Page extract
+ + + + + + +

Originally people were hired for their ability to do the job. Then there was flexibility – those who moved to find work in newly established factories and offices. As work changed, we had sociability, with focus on teams and communications. Unsurprisingly, employers moved to selecting talent with the best work attributes, and then monitoring them to improve their performance. This led to the development of measures of skill and intelligence (or IQ), and then social skills and emotional intelligence (EQ).
Meet adaptability quotient (AQ).
In the late 1990s, Daniel Goleman led the emotional intelligence boom, touted as the “people-side” of smart; and one of the most influential paradigms of the decade. We now have a triangle to include IQ, EQ, and AQ.
AQ is becoming increasingly important as more leaders talk about the constant change their organizations and industries are experiencing. Disruptive technologies add to the mix. As with IQ and EQ, Adaptability Quotient (AQ) can be developed to embrace and work with change.
The 3 quotients defined:
- Intelligence Quotient or IQ: The intelligence, knowledge, and facts that one has.
- Emotion Quotient or EQ: The emotional understanding one has of oneself and others to help with differing situations and people.
- Adaptability Quotient or AQ: The ability to adapt to and thrive in an environment of change.
Why does AQ matter?

+ + + + + + +

Excerpted records

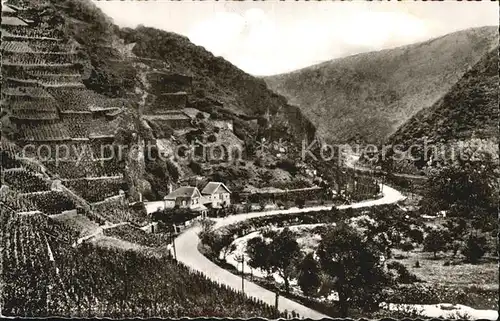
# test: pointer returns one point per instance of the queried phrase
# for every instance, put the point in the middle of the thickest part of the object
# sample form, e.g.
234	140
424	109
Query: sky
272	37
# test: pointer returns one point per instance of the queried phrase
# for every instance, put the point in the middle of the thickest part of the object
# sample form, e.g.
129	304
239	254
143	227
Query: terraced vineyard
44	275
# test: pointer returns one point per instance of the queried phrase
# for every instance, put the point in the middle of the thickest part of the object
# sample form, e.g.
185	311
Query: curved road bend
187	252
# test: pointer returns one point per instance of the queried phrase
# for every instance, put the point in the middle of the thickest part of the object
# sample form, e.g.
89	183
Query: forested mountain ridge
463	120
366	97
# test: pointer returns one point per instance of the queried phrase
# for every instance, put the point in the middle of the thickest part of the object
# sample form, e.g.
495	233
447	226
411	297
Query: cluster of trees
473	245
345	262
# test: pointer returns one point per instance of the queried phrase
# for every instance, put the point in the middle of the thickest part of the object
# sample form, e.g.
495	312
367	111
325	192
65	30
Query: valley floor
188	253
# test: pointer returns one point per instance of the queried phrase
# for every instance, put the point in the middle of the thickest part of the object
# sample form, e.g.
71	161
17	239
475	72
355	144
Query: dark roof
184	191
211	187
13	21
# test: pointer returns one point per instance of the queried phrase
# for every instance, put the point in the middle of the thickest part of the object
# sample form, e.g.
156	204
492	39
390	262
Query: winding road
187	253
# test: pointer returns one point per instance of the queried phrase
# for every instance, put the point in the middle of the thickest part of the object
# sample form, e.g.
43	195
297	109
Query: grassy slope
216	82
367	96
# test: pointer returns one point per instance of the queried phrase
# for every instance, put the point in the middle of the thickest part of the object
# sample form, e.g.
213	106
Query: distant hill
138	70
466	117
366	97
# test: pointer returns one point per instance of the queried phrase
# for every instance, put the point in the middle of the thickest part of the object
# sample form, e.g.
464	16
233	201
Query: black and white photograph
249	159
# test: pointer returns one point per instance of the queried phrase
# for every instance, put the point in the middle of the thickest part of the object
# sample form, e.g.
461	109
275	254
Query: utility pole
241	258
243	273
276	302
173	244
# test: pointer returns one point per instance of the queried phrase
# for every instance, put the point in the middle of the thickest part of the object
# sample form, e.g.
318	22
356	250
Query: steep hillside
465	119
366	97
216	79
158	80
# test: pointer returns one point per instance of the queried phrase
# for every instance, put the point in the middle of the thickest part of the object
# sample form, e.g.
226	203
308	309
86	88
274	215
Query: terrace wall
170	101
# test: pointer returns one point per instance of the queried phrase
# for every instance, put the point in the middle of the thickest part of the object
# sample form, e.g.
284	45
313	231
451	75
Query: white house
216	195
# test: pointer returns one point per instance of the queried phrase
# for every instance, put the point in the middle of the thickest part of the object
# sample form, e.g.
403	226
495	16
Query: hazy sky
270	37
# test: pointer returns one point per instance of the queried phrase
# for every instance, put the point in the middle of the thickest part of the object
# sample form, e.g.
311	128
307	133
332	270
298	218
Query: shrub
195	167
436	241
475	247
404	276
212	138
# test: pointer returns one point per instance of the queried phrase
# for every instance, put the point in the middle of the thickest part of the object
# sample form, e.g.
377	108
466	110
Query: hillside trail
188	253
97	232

+ + + + + + +

Work order
Repeat word for word the stretch of the adaptability quotient article above from "Meet adaptability quotient" through "situations and people.".

Solution for this problem
Meet adaptability quotient (AQ).
In the late 1990s, Daniel Goleman led the emotional intelligence boom, touted as the “people-side” of smart; and one of the most influential paradigms of the decade. We now have a triangle to include IQ, EQ, and AQ.
AQ is becoming increasingly important as more leaders talk about the constant change their organizations and industries are experiencing. Disruptive technologies add to the mix. As with IQ and EQ, Adaptability Quotient (AQ) can be developed to embrace and work with change.
The 3 quotients defined:
- Intelligence Quotient or IQ: The intelligence, knowledge, and facts that one has.
- Emotion Quotient or EQ: The emotional understanding one has of oneself and others to help with differing situations and people.